• [Prompt]:
Please convert the records below into a two-column CSV with the headers text and answer, giving one row per record. Put its wording under text and its answer under answer, each in a single quoted field with any line breaks replaced by spaces.

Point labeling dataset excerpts
━━━━━━━━━━━━━━━━━━━━━━━━━━━━━━
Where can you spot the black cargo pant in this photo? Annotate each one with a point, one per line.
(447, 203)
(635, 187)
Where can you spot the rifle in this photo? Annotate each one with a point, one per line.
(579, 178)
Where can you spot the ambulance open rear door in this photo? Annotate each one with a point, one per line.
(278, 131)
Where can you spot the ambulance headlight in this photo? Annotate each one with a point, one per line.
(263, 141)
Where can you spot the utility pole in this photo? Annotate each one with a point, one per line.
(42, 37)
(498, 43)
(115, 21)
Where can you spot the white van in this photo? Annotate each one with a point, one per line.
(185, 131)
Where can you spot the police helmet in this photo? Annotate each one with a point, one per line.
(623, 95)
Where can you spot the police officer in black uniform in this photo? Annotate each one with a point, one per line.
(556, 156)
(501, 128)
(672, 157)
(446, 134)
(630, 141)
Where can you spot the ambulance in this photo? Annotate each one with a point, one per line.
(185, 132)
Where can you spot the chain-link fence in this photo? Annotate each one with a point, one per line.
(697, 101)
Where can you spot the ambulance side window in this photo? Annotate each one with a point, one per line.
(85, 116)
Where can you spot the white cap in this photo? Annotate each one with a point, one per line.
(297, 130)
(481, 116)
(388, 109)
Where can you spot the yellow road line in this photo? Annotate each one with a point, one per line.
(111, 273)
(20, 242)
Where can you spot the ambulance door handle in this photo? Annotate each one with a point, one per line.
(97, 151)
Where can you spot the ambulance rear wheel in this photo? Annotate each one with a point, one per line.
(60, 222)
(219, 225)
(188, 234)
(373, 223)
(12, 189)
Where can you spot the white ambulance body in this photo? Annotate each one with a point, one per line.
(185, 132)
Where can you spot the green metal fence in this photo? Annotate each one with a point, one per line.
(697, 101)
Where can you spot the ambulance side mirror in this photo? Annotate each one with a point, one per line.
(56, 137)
━━━━━━━━━━━━━━━━━━━━━━━━━━━━━━
• [Solution below]:
text,answer
"Where can you spot the black cargo pant in this photo? Annotate each one with a point, one per line.","(447, 203) (635, 187)"
"Where can you spot the rifle in this photo? Annotate each one with a point, one per line.","(579, 178)"
"Where can you spot the ambulance open rear door in this photo? Annotate each one with a point, one per line.","(278, 131)"
"Where can you spot the ambulance headlight in this photo? Annotate each one with a point, one per line.","(263, 141)"
"Where can you spot the utility pole in this photo? Annotate each one with a point, one per line.","(42, 37) (498, 43) (115, 21)"
"Where can you spot the white van in this photo? Annotate each one with a point, one per line.","(185, 131)"
"Where can you spot the police helmet in this photo? Annotate each one with a point, one per line.","(623, 95)"
"Where can you spot the police officer in black uniform in this photo? Annotate each one with a point, one per line.","(556, 156) (501, 128) (672, 157) (446, 134) (630, 141)"
"Where can you spot the ambulance in this photo? Annotate each one with a point, one per line.","(185, 132)"
"Where can you spot the chain-link fence in this photo? Annotate each one with a point, one per line.","(697, 101)"
"Where can you spot the ambulance side window in this photo? Annotate each one with a point, one per line.","(85, 116)"
"Where can you spot the white cap in this photo? Annotate each one with a point, one per line.","(297, 130) (481, 116) (388, 109)"
"Where can you spot the yellow road line in this photo? Annotate each one with a point, one per line.","(111, 273) (20, 242)"
"Where can you spot the ambulance door handle in this photo? Annotate each one with a point, one per line.","(97, 151)"
"Where can you spot the ambulance rear wheel in this photo? Annotate each one with a point, one per line.","(60, 222) (219, 225) (188, 234) (373, 223) (12, 189)"
"Where can you spot the white ambulance body in this photo? Annotate each one with a point, one per line.","(185, 132)"
"Where can you spot the green metal fence in this photo? Annotate each one with a point, one per line.","(697, 101)"
"Where can you spot the ambulance side mirror in this photo? Annotate each one with a point, one per line.","(56, 137)"